**Action item**: Output verbatim the lines beginning at the one that contains "beef in the picture." and ending at the last line of the material, inclusive of both.

**Dataset content**:
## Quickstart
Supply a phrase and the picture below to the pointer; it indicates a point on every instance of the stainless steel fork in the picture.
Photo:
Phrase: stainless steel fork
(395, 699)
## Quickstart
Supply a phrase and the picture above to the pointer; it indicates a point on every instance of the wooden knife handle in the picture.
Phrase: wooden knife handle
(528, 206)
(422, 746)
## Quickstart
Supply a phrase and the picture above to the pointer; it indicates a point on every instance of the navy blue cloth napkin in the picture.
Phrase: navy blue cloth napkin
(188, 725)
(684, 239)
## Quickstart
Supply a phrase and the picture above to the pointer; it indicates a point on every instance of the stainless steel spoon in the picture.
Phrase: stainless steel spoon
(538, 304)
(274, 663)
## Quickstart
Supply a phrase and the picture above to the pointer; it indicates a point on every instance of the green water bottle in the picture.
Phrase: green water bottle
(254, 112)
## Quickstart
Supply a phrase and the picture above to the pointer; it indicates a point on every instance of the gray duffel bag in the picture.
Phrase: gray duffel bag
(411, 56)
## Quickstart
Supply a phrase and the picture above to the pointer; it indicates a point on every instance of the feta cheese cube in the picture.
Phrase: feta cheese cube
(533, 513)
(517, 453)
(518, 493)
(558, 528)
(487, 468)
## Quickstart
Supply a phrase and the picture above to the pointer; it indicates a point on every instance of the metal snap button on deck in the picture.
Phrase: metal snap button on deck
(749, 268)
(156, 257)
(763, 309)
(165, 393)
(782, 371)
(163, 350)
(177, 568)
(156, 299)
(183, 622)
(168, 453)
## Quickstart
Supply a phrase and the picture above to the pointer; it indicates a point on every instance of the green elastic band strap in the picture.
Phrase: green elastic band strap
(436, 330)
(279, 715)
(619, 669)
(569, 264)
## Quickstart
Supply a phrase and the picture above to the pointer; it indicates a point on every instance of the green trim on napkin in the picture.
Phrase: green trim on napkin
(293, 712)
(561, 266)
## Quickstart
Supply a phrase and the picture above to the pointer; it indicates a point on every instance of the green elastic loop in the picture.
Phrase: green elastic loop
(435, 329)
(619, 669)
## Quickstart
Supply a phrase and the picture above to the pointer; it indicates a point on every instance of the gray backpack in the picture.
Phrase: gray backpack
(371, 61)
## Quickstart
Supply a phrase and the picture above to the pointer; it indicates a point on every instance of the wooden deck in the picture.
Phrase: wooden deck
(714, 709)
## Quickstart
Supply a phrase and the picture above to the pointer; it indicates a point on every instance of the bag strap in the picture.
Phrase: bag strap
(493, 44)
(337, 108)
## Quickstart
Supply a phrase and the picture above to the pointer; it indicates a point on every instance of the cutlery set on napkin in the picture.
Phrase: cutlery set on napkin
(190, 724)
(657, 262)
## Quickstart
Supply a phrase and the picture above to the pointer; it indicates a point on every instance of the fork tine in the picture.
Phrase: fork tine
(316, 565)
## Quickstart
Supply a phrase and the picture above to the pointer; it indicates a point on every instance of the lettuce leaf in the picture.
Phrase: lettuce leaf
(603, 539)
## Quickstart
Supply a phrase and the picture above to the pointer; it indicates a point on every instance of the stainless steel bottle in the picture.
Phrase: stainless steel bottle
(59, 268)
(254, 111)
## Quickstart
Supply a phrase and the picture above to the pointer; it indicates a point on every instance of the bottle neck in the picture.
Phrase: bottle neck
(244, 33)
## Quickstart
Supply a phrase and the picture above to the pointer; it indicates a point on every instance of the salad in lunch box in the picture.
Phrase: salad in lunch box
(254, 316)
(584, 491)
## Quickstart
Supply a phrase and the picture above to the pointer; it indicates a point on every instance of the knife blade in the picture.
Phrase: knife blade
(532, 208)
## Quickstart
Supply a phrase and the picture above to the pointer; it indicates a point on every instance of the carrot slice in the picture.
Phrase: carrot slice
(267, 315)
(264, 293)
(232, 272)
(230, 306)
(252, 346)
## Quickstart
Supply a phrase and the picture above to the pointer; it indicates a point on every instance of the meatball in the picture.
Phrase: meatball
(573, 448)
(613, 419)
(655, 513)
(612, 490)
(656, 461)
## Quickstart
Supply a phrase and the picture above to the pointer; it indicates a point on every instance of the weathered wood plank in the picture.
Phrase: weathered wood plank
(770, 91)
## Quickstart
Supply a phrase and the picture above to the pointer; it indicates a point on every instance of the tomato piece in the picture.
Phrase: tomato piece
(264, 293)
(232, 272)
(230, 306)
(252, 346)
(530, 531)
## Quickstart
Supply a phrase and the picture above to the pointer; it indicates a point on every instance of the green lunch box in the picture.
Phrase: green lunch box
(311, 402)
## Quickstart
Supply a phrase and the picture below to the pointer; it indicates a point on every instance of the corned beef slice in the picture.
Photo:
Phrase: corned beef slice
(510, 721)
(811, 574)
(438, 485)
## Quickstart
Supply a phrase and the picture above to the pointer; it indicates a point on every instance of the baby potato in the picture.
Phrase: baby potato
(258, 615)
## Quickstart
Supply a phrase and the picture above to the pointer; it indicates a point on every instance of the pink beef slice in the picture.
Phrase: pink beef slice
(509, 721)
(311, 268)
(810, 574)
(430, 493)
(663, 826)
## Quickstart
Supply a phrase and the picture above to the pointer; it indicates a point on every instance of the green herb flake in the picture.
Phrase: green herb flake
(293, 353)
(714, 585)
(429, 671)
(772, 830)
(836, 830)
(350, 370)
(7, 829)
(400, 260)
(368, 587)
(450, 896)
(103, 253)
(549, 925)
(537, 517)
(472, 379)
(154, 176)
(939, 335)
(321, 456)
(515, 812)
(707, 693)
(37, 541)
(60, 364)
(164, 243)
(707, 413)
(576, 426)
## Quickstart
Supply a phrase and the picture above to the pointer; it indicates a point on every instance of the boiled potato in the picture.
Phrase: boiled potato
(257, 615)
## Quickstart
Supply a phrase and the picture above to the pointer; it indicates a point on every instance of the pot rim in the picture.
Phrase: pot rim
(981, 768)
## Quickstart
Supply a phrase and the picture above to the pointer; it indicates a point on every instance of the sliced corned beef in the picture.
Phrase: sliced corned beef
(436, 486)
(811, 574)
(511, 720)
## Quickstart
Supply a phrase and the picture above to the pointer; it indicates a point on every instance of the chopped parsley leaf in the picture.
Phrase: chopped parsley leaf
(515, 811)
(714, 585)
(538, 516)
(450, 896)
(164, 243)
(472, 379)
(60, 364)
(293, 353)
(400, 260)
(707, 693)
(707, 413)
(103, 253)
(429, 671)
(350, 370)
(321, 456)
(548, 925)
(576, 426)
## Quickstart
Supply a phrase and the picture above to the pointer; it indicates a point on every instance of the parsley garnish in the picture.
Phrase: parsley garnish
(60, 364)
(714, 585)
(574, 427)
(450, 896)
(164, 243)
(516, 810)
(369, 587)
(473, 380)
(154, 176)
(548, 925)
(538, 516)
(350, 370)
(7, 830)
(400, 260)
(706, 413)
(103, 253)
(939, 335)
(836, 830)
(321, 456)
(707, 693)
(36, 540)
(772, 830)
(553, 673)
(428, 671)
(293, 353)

**Answer to the problem**:
Supply a phrase and the picture above to the pointer; it indicates a point on every instance of the sliced corned beef in the picture.
Phrase: sliced corned beef
(436, 486)
(811, 574)
(511, 720)
## Quickstart
Supply a phrase and the picture above to the pointer; it indicates a point on every instance of the chopped parsley leaf in the picture.
Phrase: chopped parsley leaf
(515, 811)
(714, 585)
(538, 516)
(450, 896)
(164, 243)
(472, 379)
(60, 364)
(293, 353)
(400, 260)
(707, 693)
(707, 413)
(103, 253)
(429, 671)
(350, 370)
(321, 456)
(548, 925)
(576, 426)
## Quickstart
Supply a phrase and the picture above to the pointer; it indicates a point on every instance of the parsley garnish in the picture.
Phrase: parsley garnish
(60, 364)
(714, 585)
(574, 427)
(450, 896)
(164, 243)
(516, 810)
(369, 587)
(473, 380)
(154, 176)
(548, 925)
(538, 516)
(350, 370)
(7, 830)
(400, 260)
(706, 413)
(103, 253)
(939, 335)
(836, 830)
(321, 456)
(707, 693)
(36, 540)
(772, 830)
(553, 673)
(428, 671)
(293, 353)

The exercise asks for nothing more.